Instruction – Copy the listing below line for line, leaving out the pictures.

Data lines –
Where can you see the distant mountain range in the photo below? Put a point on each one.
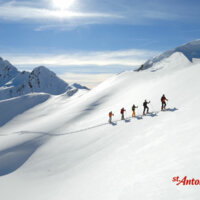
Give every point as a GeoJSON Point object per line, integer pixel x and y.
{"type": "Point", "coordinates": [14, 83]}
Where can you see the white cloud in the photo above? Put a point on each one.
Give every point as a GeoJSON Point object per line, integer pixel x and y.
{"type": "Point", "coordinates": [17, 11]}
{"type": "Point", "coordinates": [130, 57]}
{"type": "Point", "coordinates": [49, 15]}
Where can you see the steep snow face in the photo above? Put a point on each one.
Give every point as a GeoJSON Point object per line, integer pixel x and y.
{"type": "Point", "coordinates": [191, 51]}
{"type": "Point", "coordinates": [39, 80]}
{"type": "Point", "coordinates": [7, 71]}
{"type": "Point", "coordinates": [14, 83]}
{"type": "Point", "coordinates": [43, 80]}
{"type": "Point", "coordinates": [65, 148]}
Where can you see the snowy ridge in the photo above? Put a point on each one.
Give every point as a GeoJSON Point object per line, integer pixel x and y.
{"type": "Point", "coordinates": [190, 50]}
{"type": "Point", "coordinates": [15, 83]}
{"type": "Point", "coordinates": [64, 148]}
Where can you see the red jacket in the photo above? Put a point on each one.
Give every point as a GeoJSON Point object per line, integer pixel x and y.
{"type": "Point", "coordinates": [122, 110]}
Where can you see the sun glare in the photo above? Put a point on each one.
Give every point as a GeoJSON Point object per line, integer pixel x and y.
{"type": "Point", "coordinates": [63, 4]}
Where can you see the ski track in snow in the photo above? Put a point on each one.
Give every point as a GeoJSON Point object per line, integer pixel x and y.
{"type": "Point", "coordinates": [132, 159]}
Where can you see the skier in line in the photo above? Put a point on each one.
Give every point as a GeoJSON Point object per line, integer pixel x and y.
{"type": "Point", "coordinates": [110, 116]}
{"type": "Point", "coordinates": [146, 107]}
{"type": "Point", "coordinates": [163, 101]}
{"type": "Point", "coordinates": [133, 109]}
{"type": "Point", "coordinates": [122, 113]}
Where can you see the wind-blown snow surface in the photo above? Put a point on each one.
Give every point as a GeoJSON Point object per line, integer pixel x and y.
{"type": "Point", "coordinates": [190, 50]}
{"type": "Point", "coordinates": [64, 148]}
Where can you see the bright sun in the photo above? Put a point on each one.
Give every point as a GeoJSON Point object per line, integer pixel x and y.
{"type": "Point", "coordinates": [63, 4]}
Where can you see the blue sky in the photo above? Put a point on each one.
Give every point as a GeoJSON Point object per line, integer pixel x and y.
{"type": "Point", "coordinates": [86, 41]}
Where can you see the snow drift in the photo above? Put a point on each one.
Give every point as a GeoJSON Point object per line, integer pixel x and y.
{"type": "Point", "coordinates": [65, 149]}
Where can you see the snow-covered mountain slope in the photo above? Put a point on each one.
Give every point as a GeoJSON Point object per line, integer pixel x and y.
{"type": "Point", "coordinates": [10, 108]}
{"type": "Point", "coordinates": [190, 50]}
{"type": "Point", "coordinates": [65, 149]}
{"type": "Point", "coordinates": [14, 83]}
{"type": "Point", "coordinates": [7, 71]}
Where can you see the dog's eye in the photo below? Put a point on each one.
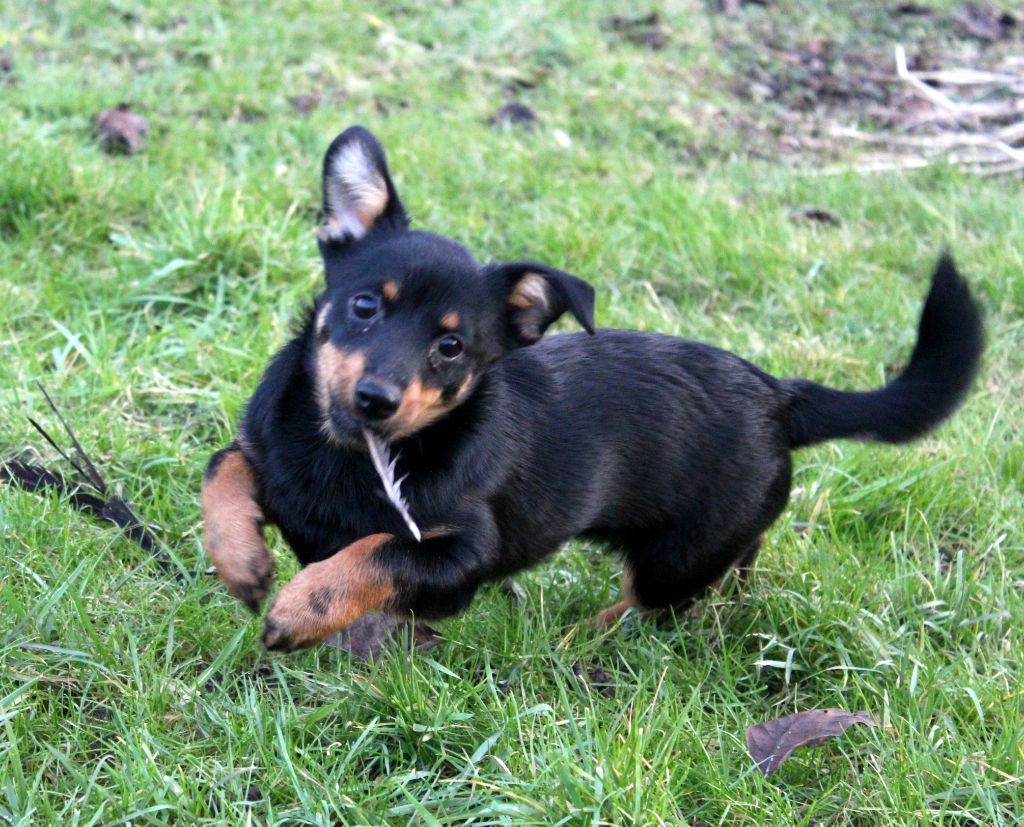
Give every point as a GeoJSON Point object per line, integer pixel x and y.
{"type": "Point", "coordinates": [365, 305]}
{"type": "Point", "coordinates": [450, 347]}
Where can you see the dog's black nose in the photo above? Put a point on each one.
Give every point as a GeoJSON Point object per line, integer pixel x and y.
{"type": "Point", "coordinates": [376, 399]}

Task answer –
Where can you see the distant mountain range in the photo below? Put a point on each one.
Give every point as a GeoJSON Point object per line, integer pixel x and y.
{"type": "Point", "coordinates": [14, 83]}
Where can you see the white cloud in the photo above? Put a point on each one.
Give every point as a GeoJSON Point object per line, integer pixel x and y.
{"type": "Point", "coordinates": [17, 11]}
{"type": "Point", "coordinates": [130, 57]}
{"type": "Point", "coordinates": [49, 15]}
Where can you see the steep snow face in the photo above? Put a point on each one.
Give every point as a GeoJSON Point object per line, integer pixel x and y.
{"type": "Point", "coordinates": [191, 51]}
{"type": "Point", "coordinates": [39, 80]}
{"type": "Point", "coordinates": [7, 71]}
{"type": "Point", "coordinates": [14, 83]}
{"type": "Point", "coordinates": [43, 80]}
{"type": "Point", "coordinates": [65, 148]}
Where can you see the snowy ridge in the photo above? Put a point on each one.
Give every point as a GeoJSON Point object per line, integer pixel x and y.
{"type": "Point", "coordinates": [190, 50]}
{"type": "Point", "coordinates": [15, 83]}
{"type": "Point", "coordinates": [64, 148]}
Where can you see the red jacket in the photo above? Put a point on each one.
Give every point as a GeoJSON Point object per line, integer pixel x and y.
{"type": "Point", "coordinates": [122, 110]}
Where can you see the sun glare in the photo above? Put a point on each one.
Give every point as a GeoJSON Point object per line, integer pixel x and y.
{"type": "Point", "coordinates": [63, 4]}
Where can you see the ski track in snow in the photo above? Put a point on each one.
Give every point as a GeoJSON Point object per line, integer pixel x and y.
{"type": "Point", "coordinates": [132, 159]}
Where can you see the skier in line in the photo above? Put a point on each one.
Give every point as a GeoJSON Point object per line, integer pixel x and y.
{"type": "Point", "coordinates": [110, 116]}
{"type": "Point", "coordinates": [146, 107]}
{"type": "Point", "coordinates": [163, 101]}
{"type": "Point", "coordinates": [133, 109]}
{"type": "Point", "coordinates": [122, 113]}
Where can you see the wind-blown snow surface in the photo above? Put a point on each one.
Give every point as a GeoJSON Point object per line, integer pixel x and y.
{"type": "Point", "coordinates": [190, 50]}
{"type": "Point", "coordinates": [64, 148]}
Where can you see the bright sun in the photo above? Put a point on each one.
Give every point as a GeoJSON Point object per line, integer pixel x and y.
{"type": "Point", "coordinates": [63, 4]}
Where can you see the blue sky in the photo above? Put a point on each one.
Give every point as a GeoJSON Point object per line, integer pixel x and y.
{"type": "Point", "coordinates": [86, 41]}
Where can you see the snow drift in the photo above? Put a point on each one.
Give every point as a GeoJSON Point object per line, integer pixel x and y.
{"type": "Point", "coordinates": [65, 149]}
Where can you see the snow-covered mountain slope in the photo above? Put a point on each one.
Give every point as a GeoJSON Point object per line, integer pixel x and y.
{"type": "Point", "coordinates": [10, 108]}
{"type": "Point", "coordinates": [190, 50]}
{"type": "Point", "coordinates": [65, 149]}
{"type": "Point", "coordinates": [14, 83]}
{"type": "Point", "coordinates": [7, 71]}
Where can you see the dog's eye in the photo below? Put a point on each one.
Give every point as a GeoJSON Point object per line, integer pixel x and y.
{"type": "Point", "coordinates": [365, 305]}
{"type": "Point", "coordinates": [450, 347]}
Where can you see the dog's black nose in the photo above? Put a point on each one.
Give every point as a GeoJSON Point object per line, integer pixel x and y.
{"type": "Point", "coordinates": [376, 399]}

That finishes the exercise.